In contrast, while some Phillies were up on the small fence that serves, among other things, to keep foul balls from plunking unsuspecting players, they didn't appear to be gathered around any leader, didn't appear to be talking shop, and appeared basically in personal silos, watching the game and left to their own thoughts. That's not the fault of anyone in particular, as manager Pete Mackanin is doing a fine job and the front office has finally figured out that they need to rebuild and reload in a big way. It's more testimony to a franchise that got drunk on its own glory, failed to plan for the future, and now has a lot of names that are new to one another. Ruiz is a leader by example but not a rallying point, and his career is almost over. Howard is a shadow of his former self. Hamels, Rollins and Utley are gone; Victorino and Jayson Worth long gone. Cliff Lee is on the disabled list, his career presumably over. There just do not appear to be any leaders yet ready to rally the team around them. Mikael Franco came up this year, is very young, and on the disabled list. Odubel Herrera has shown some promise, just joined the team this year as a Rule 5 draftee and is still figuring out how to play center field. Right fielder Domonic Brown's body language suggests that he'd rather be somewhere else; Francoeur, while energetic, is a journeyman, so much so that the outfielder actually pitched in eight games in the minors last season.
Going back to the Mets, it seems that despite some major injuries much is going right for them now. They have good pitching, and they have started to hit. And it's a fine time to get hot bats at the end of August, where the games count the same as they did in April but have more attention paid to them and more incremental meaning as the teams march toward the playoffs. That Wright has returned gives them their veteran presence; that players are rallying around him is exciting. They look confident, and their body language and interactions in the dugout show it. As did the humor of veteran pitcher Bartolo Colon, who in one at bat stood there with the bat on his shoulder, took three strikes, walked back to the dugout with an amused smile on his face and sat down. His teammates smiled, too -- they know that the cagey old veteran was saving his energy for throwing strikes, which he did masterfully last night.
It's a tale of two teams, and what a difference eight years makes. The Mets started their decline at the end of 2007, when they blew a 7-game lead with 17 games to go and ran into a freight train called the Philadelphia Phillies, who blasted Tommy Glavine on the last day of the season to win the division. That last month of the season gave birth to a great run for the Phillies and the (always temporary in baseball) decline of the Mets. Fast forward eight years, and the Phillies look like the one-time boomtown with empty storefronts abounding, while the Mets look like the new development with all the modern amenities. Mets' fans should enjoy the journey here and now. Their team looks primed for a good run.
The Mets went into the season with great pitching -- everyone knows the story of how this pitching staff has the potential to out-Maddux/Glavine/Smoltz the Atlanta Braves teams that were so great in the 90's and early 2000's. The question mark was hitting, and for a while the Mets were the worst-hitting team in the National League. Fast forward to right now, and they have been on a tear, thanks, in part, to the Quadruple A pitching staff that the Phillies have assembled in their poor man's style of trying to rebuild a franchise (I say "poor man's because it would appear that there are, in contrast, rich man's versions in the Cubs, Pirates, Astros and Royals). The past three days have been glorified batting practice for the Mets, who set a franchise record the other night by hitting eight home runs against the Phillies in a come-from-behind 16-7 victory.

Given data ->

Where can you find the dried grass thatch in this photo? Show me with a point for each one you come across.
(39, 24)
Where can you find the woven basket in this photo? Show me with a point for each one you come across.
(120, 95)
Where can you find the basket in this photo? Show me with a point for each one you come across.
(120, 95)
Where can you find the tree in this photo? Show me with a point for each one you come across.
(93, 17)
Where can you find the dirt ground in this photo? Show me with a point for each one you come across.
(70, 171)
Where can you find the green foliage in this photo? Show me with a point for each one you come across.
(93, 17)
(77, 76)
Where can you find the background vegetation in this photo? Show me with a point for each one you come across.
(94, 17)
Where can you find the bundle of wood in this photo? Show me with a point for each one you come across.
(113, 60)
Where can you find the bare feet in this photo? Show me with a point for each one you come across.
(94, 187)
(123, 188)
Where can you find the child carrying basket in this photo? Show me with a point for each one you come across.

Task requirements ->
A. Please print the part of the Mets and Phillies excerpt between "The Mets went" and "come-from-behind 16-7 victory.", inclusive.
B. In the Mets and Phillies excerpt, how many home runs did the Mets hit in their 16-7 win over the Phillies?
C. Translate this sentence from the Mets and Phillies excerpt into Spanish: "They have good pitching, and they have started to hit."

Task-by-task outputs ->
A.
The Mets went into the season with great pitching -- everyone knows the story of how this pitching staff has the potential to out-Maddux/Glavine/Smoltz the Atlanta Braves teams that were so great in the 90's and early 2000's. The question mark was hitting, and for a while the Mets were the worst-hitting team in the National League. Fast forward to right now, and they have been on a tear, thanks, in part, to the Quadruple A pitching staff that the Phillies have assembled in their poor man's style of trying to rebuild a franchise (I say "poor man's because it would appear that there are, in contrast, rich man's versions in the Cubs, Pirates, Astros and Royals). The past three days have been glorified batting practice for the Mets, who set a franchise record the other night by hitting eight home runs against the Phillies in a come-from-behind 16-7 victory.

B. Eight.

C. Tienen buen pitcheo y han empezado a batear.